Do employees feel they have permission and are rewarded for building marketing relationships with customers and partners?
Expanding on marketing relationships
I want to delve further into business marketing relationships. Businesses form relationships for a variety of tasks. Business marketing relationships also have various time frames — relationships may be evergreen (they don’t have a defined endpoint) or dissolve once they’ve completed the task. Regardless of these features, business marketing relationships require the same attention and care as any other type of relationship — such as your marriage. In fact, several authors, including myself, have used a marriage metaphor to describe business relationships in studies drawing heavily from the literature on marriage and the family*.
This is a big topic, so I’m going to break it up into several different posts. The first will deal with communication issues. Future posts will deal with additional aspects of marketing relationships, including power and influence, organizational culture, and collaboration.

**STATED PROBLEM 1:** From the passage on business marketing relationships, print the portion starting at "This is a big" and ending at "culture, and collaboration.".
**STATED PROBLEM 2:** According to the passage on business marketing relationships, what makes a relationship evergreen?

[Pointing dataset excerpts]
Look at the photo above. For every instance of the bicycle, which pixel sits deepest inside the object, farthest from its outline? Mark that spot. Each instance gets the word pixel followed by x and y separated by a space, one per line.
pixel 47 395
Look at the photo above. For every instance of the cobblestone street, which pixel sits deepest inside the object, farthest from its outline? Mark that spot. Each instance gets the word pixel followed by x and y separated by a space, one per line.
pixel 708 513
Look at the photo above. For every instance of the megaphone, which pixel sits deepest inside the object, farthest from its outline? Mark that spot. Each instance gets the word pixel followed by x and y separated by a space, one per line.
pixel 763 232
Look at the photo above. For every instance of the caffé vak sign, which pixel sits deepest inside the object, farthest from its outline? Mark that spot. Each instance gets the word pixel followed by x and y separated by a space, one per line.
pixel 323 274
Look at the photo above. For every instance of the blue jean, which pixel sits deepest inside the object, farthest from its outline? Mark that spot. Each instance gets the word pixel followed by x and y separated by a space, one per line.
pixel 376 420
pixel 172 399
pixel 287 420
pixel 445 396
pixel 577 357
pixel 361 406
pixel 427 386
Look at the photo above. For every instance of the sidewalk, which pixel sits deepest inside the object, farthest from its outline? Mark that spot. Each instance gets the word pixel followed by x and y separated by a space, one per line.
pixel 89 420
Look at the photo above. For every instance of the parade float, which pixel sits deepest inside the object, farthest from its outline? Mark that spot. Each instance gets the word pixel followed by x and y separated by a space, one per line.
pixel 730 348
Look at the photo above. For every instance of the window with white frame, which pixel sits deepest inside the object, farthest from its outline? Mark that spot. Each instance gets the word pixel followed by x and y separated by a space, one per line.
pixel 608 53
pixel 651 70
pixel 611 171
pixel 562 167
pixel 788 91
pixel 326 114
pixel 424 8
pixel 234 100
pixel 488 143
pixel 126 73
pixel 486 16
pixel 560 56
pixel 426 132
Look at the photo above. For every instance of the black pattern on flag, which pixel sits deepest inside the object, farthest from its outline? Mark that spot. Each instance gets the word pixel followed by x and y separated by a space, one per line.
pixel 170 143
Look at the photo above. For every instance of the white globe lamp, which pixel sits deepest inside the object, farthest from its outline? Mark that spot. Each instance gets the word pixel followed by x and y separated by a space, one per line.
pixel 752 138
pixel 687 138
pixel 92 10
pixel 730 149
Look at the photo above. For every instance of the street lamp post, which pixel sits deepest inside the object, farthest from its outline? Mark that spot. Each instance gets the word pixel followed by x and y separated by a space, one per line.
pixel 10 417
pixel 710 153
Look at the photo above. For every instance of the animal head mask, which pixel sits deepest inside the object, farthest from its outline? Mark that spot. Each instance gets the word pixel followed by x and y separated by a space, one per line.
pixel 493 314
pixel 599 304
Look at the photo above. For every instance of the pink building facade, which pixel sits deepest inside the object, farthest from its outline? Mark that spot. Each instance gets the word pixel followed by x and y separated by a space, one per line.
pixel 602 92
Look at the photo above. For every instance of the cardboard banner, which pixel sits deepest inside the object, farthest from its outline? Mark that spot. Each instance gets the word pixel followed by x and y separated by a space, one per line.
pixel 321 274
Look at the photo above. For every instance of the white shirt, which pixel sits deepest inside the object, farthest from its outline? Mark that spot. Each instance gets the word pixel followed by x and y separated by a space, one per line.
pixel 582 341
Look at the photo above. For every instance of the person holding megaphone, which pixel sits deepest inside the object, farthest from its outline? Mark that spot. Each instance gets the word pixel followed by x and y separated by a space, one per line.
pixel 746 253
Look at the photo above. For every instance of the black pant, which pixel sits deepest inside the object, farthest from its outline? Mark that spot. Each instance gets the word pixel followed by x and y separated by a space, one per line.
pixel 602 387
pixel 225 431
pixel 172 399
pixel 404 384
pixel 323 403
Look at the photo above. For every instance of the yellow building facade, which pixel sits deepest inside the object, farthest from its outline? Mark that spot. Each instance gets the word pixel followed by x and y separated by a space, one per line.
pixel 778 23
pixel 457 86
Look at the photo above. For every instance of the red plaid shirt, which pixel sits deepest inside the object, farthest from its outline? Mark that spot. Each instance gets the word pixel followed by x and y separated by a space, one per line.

**EXERCISE RESPONSE 1:**
This is a big topic, so I’m going to break it up into several different posts. The first will deal with communication issues. Future posts will deal with additional aspects of marketing relationships, including power and influence, organizational culture, and collaboration.

**EXERCISE RESPONSE 2:** It doesn't have a defined endpoint.